> Directions:
1) Decide whether each statement agrees with the memorial weekend article. For each, answer yes or no and quote the exact words from the article that settle it.
(a) The names of 80 firefighters killed in 2017 were added to the memorial.
(b) The memorial stands at the National Fire Academy in Emmitsburg.
(c) Chief Dennis Compton said most firefighters are comfortable being called heroes.
2) Extend the memorial weekend article by writing what comes after its last sentence.

Thousands of people from across the nation gathered in Emmitsburg this weekend to pay tribute to fallen firefighters.

The 37th annual National Fallen Firefighters Memorial Weekend was a chance for families, friends and colleagues to grieve and honor their loved ones killed in the line of duty. The names of each of the 80 firefighters killed in 2017, along with the names of 23 firefighters who died in previous years, were added to the National Fallen Firefighters Memorial.

Chief Dennis Compton, National Fallen Firefighters Foundation board chairman, welcomed the guests to the National Fire Academy in Emmitsburg where the memorial is located. While many firefighters are uncomfortable with being called heroes, he said, the women and men who serve embody all the qualities of a hero — commitment, pride, courage and compassion.

> Records provided:

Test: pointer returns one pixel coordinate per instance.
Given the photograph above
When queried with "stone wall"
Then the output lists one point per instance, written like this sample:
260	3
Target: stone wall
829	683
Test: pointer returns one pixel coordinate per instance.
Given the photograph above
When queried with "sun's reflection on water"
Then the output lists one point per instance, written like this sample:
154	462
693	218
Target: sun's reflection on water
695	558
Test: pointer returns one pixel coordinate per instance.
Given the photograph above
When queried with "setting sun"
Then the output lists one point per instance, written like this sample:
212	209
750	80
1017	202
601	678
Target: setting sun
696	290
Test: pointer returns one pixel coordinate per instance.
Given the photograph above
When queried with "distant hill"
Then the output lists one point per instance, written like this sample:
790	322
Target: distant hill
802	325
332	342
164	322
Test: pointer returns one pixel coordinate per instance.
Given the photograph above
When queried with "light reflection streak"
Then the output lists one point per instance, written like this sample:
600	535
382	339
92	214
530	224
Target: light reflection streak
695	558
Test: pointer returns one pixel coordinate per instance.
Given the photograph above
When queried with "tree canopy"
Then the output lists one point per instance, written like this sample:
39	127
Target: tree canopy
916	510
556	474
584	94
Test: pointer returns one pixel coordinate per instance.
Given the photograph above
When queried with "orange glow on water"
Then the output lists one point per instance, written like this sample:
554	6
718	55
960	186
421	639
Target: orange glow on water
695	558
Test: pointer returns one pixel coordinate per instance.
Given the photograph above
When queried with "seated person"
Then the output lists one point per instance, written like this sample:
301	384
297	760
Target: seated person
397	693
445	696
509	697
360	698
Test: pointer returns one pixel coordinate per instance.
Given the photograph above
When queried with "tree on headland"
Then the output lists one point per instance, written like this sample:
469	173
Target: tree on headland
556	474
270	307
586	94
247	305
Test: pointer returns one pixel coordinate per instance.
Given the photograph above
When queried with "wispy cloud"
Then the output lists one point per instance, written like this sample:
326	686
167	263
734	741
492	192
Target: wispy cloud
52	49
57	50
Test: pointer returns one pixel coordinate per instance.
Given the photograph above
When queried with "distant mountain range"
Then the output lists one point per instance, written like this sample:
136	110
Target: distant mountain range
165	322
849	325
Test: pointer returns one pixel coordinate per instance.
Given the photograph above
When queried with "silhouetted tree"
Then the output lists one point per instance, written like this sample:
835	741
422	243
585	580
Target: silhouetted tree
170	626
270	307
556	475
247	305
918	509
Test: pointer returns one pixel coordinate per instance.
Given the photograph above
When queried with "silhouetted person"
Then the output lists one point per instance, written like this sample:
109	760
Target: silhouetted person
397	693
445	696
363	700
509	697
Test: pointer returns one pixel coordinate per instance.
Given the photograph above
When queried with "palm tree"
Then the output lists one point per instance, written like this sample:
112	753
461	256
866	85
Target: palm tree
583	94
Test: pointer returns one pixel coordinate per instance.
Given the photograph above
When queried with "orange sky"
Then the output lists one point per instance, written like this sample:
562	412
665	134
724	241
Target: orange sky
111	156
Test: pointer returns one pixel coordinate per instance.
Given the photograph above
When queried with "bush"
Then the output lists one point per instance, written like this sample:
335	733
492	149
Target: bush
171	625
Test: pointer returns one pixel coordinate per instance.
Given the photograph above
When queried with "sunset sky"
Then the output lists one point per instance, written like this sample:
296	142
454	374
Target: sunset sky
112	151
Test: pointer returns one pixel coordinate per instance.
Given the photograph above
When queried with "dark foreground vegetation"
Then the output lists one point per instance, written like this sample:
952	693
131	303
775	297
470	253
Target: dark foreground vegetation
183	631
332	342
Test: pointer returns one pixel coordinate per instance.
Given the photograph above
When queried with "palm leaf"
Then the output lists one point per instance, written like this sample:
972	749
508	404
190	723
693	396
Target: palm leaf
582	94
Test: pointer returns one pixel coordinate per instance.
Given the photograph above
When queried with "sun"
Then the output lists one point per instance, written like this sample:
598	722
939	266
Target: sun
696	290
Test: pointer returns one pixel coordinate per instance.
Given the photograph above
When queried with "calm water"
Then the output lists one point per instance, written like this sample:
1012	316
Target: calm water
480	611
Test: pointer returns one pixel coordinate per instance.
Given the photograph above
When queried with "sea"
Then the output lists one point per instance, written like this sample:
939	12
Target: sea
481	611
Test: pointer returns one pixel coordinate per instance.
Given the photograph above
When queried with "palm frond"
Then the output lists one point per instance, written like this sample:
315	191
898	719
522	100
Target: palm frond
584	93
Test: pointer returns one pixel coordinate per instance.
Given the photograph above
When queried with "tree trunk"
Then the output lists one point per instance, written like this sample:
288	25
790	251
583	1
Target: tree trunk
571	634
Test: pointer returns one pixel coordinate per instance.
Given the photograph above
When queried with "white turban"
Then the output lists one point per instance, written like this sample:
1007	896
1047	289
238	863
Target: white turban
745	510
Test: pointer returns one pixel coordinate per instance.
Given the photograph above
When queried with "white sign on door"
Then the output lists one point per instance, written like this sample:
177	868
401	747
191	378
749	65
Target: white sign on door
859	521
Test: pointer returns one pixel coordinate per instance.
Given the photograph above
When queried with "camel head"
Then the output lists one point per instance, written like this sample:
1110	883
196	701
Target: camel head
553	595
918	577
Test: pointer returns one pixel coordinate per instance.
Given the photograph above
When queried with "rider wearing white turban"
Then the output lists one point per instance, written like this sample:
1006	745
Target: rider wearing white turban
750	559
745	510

> Responses per task:
1)
(a) Yes: "The names of each of the 80 firefighters killed in 2017"
(b) Yes: "the National Fire Academy in Emmitsburg where the memorial is located"
(c) No: "many firefighters are uncomfortable with being called heroes"

2)
“The men and women we are honoring today are not heroes because they died,” Compton said. “They became heroes to the people in their communities the day they signed up to be a firefighter. And you — their family and friends and co-workers — are also heroes because you supported their willingness to serve.”

During the service, the name of every firefighter was read aloud and a flag, badge, and rose was presented to family members or colleagues. Each of the 103 flags presented had been flown over the U.S. Capitol.

The names of the fallen firefighters will be added to the list of more than 5,000 present at the memorial, which was built in 1981. More than 1 million firefighters are currently serving throughout the United States.